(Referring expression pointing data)
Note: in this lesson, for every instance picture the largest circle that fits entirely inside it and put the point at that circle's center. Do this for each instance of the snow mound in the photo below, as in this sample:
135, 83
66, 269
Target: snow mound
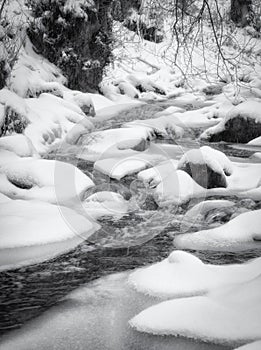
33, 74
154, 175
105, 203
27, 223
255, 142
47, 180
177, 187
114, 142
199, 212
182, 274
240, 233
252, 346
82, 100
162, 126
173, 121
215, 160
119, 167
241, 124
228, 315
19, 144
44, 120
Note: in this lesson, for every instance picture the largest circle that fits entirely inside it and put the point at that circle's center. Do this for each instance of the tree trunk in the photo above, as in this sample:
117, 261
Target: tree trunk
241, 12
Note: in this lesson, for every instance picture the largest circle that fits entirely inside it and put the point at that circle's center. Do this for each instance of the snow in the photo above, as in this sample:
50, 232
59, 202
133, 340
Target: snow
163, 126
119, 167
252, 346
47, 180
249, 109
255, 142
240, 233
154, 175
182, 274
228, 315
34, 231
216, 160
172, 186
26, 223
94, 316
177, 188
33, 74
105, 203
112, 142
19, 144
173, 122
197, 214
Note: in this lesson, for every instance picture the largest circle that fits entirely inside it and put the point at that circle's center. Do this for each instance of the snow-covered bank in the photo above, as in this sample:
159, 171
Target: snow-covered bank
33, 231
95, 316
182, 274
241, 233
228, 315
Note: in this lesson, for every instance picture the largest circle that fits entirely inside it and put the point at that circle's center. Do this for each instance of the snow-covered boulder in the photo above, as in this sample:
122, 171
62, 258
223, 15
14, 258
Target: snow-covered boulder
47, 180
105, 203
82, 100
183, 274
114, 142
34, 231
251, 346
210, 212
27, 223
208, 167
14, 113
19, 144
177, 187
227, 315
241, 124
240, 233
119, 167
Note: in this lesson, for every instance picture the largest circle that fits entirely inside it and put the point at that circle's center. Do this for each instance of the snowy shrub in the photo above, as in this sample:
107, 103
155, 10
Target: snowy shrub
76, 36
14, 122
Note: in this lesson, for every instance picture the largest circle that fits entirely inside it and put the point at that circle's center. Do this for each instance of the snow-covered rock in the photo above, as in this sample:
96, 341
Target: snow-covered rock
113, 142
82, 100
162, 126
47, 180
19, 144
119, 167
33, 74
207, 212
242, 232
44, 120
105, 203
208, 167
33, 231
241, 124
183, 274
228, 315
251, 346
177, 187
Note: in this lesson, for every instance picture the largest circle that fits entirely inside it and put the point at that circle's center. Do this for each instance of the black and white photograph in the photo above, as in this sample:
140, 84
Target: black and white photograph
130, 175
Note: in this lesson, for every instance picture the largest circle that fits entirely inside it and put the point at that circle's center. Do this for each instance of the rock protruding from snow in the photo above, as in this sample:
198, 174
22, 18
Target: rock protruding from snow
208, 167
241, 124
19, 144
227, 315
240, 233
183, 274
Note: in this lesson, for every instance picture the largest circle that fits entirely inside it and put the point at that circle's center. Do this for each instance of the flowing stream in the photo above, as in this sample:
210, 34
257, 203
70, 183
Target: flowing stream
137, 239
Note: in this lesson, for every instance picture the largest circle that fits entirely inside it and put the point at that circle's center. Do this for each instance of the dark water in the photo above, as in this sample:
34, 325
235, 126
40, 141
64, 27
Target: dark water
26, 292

* **WHAT YOU HAVE TO DO**:
Output every line of the records exactly, excluding all pictures.

* **RESULT OF THE EXERCISE**:
Note: in this lesson, for every instance picture the largest circle that fits entirely inside it and put the point at that circle's center. Do this for each instance of the snow mound in the photo below, as in this sample:
135, 83
66, 269
Target: snow mound
33, 74
154, 175
105, 203
27, 223
255, 142
47, 180
177, 187
114, 142
199, 212
182, 274
240, 233
252, 346
82, 100
162, 126
173, 121
215, 160
119, 167
241, 124
228, 315
19, 144
44, 120
Note: in this lesson, for every instance picture the largest circle that fits entirely inside it and put the point at that circle's center. Do this for each instance of the tree trunk in the photo above, as in this sample:
117, 261
Target: tree trunk
241, 12
Note: in this lesson, for every instance picture the largest circle that fits entirely inside it and put the point at that circle's center. Do this for each instance of the snow in the photo above, as in this sample:
50, 232
59, 202
133, 340
Target: snow
163, 126
119, 167
252, 346
47, 180
249, 109
255, 142
240, 233
154, 175
182, 274
228, 315
34, 231
216, 160
172, 186
26, 223
94, 316
177, 188
33, 74
105, 203
112, 142
19, 144
173, 122
197, 214
Note: in this lesson, for every instance picture the largest circle that fits entirely inside it and put the point at that circle's center. Do this for each instance of the snow-covered bank in the photo above, as in this sample:
159, 171
Target: snow-covered bank
33, 231
95, 316
182, 274
241, 233
228, 315
Note: in this lesson, for every instance picture the largest circle that fits entirely inside it and put the point at that circle's center. Do this for each instance of the snow-covered boulder in the photo above, as in this sample:
122, 171
62, 258
223, 15
14, 258
Target: snow-covered boulder
47, 180
105, 203
82, 100
183, 274
114, 142
34, 231
251, 346
210, 212
27, 223
208, 167
14, 113
19, 144
177, 187
227, 315
241, 124
240, 233
119, 167
Note: in this lesson, for every instance picture the largest circle that fits entirely inside it and put the point at that circle's center. Do this for each instance of the snowy shrub in the photo above, as in this sample:
107, 103
155, 10
Target: snowy shrub
76, 36
14, 122
Note: in this lesson, for every instance picture the largest circle that fits entirely inside it and put the point at that circle's center. Do this for each instance of the snow-covered rock in the photo above, as in this sample:
96, 341
Target: snow-covered rock
113, 142
82, 100
162, 126
47, 180
19, 144
119, 167
33, 74
207, 212
242, 232
44, 120
105, 203
208, 167
33, 231
241, 124
183, 274
228, 315
251, 346
177, 187
Note: in this lesson, for every instance picture the largest circle that fits entirely inside it and put the point at that circle's center. Do this for each instance of the black and white photograph in the photo above, as in this sample:
140, 84
Target: black and white photograph
130, 175
Note: in this lesson, for every instance picture the largest circle that fits entirely inside it and put the point at that circle's center. Do this for each instance of the rock protruding from snow in the photo above, as in this sample:
198, 174
22, 18
Target: rock protruding from snow
208, 167
241, 124
19, 144
227, 315
240, 233
183, 274
Note: in this lesson, for every instance picture the largest circle that fits entirely inside it and put the point at that circle's center. Do this for each instance of the flowing stream in the photo above, as in this sample:
210, 34
257, 203
70, 183
Target: flowing stream
137, 239
Note: in this lesson, for every instance picture the largest circle that fits entirely inside it and put the point at that circle's center. Do this for each instance of the dark water in the photo above, as in this sample:
34, 325
235, 126
40, 141
64, 27
Target: dark water
26, 292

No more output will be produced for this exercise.